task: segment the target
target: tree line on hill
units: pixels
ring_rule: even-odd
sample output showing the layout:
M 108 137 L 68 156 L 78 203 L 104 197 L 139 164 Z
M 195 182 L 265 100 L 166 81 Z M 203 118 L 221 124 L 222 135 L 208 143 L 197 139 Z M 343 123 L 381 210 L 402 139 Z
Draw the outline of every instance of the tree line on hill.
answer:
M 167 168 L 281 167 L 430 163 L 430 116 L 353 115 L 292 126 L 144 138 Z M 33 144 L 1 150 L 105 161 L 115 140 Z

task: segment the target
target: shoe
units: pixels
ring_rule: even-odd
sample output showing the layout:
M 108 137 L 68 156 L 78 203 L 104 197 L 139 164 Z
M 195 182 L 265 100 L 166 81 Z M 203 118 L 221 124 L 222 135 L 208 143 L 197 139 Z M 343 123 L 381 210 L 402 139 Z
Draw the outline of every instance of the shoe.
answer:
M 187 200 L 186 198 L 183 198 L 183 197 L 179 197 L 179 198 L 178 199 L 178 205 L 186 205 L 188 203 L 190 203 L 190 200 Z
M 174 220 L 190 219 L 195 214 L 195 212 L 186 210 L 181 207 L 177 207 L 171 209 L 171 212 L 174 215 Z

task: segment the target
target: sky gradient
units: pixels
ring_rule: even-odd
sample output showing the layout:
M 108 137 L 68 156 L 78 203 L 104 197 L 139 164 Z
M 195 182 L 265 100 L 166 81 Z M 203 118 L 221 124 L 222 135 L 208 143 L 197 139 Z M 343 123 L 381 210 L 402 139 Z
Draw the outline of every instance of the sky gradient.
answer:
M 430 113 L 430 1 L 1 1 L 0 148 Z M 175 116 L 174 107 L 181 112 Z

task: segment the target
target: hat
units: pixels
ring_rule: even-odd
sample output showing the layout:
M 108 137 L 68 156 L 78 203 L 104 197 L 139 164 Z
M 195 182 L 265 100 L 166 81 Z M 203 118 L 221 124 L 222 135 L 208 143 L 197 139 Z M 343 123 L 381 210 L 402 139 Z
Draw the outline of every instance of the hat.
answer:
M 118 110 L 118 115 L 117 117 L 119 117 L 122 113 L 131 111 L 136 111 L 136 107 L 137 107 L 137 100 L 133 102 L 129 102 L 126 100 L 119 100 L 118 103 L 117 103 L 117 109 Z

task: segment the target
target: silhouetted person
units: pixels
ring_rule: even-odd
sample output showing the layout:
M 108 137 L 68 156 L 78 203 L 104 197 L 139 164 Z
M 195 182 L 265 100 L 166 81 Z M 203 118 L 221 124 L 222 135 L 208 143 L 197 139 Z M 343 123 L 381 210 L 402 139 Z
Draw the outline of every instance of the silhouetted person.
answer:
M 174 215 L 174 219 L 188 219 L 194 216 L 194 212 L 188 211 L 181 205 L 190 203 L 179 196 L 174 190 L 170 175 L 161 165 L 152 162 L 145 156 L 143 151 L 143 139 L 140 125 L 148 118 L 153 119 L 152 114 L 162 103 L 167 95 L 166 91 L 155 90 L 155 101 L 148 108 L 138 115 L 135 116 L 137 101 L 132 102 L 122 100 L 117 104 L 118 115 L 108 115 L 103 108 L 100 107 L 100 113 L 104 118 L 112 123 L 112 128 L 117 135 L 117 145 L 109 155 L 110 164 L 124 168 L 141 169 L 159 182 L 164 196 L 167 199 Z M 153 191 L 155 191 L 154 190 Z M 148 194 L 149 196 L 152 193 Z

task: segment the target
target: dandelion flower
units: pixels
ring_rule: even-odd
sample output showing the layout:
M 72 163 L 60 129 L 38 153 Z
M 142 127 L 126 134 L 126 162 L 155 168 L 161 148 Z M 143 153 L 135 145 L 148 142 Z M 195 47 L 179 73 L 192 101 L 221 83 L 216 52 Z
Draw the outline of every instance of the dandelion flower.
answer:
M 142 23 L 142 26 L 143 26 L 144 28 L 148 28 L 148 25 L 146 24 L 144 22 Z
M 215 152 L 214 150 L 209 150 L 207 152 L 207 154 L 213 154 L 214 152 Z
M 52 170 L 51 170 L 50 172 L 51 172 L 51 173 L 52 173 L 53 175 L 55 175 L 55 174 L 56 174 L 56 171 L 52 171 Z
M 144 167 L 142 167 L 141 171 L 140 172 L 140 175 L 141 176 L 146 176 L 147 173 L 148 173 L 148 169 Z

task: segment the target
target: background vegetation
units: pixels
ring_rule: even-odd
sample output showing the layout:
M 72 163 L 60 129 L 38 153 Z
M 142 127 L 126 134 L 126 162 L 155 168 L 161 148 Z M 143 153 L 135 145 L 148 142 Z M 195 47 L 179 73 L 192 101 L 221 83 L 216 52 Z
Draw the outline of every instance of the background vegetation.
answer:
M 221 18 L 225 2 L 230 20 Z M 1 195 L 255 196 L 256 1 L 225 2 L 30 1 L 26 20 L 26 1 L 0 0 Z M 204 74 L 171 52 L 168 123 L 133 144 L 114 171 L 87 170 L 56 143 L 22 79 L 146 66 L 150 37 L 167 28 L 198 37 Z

=-=-=

Reproduce the records from their first line through the line containing "M 174 220 L", inclusive, requests included. Offset every polygon vertex coordinate in the answers by adding 13, and leave the layout samples and all other numbers unchanged.

task: segment the target
target: tree line on hill
units: pixels
ring_rule: even-odd
sample output showing the layout:
M 108 137 L 68 156 L 78 203 L 104 197 L 139 164 Z
M 195 182 L 265 100 L 166 81 Z M 203 118 L 221 124 L 222 135 L 208 143 L 197 139 Z M 343 123 L 381 210 L 402 139 Z
Draw the outline of every instance of the tree line on hill.
answer:
M 180 181 L 294 180 L 443 176 L 443 129 L 366 128 L 305 139 L 157 151 Z M 46 157 L 14 163 L 118 174 L 128 153 Z

task: segment the target
target: shoe
units: pixels
ring_rule: even-odd
sample output showing the layout:
M 108 137 L 68 156 L 78 203 L 104 197 L 139 164 Z
M 195 182 L 265 100 L 166 81 Z M 203 118 L 221 124 L 222 135 L 208 143 L 197 139 Z M 343 123 L 381 210 L 402 139 Z
Draw the outline of every instance of the shoe.
answer:
M 200 213 L 199 211 L 196 211 L 196 210 L 192 210 L 192 211 L 191 212 L 191 218 L 199 218 L 201 216 L 203 216 L 203 213 Z
M 187 233 L 203 232 L 208 227 L 208 225 L 199 223 L 194 220 L 190 220 L 184 222 L 184 225 L 187 228 Z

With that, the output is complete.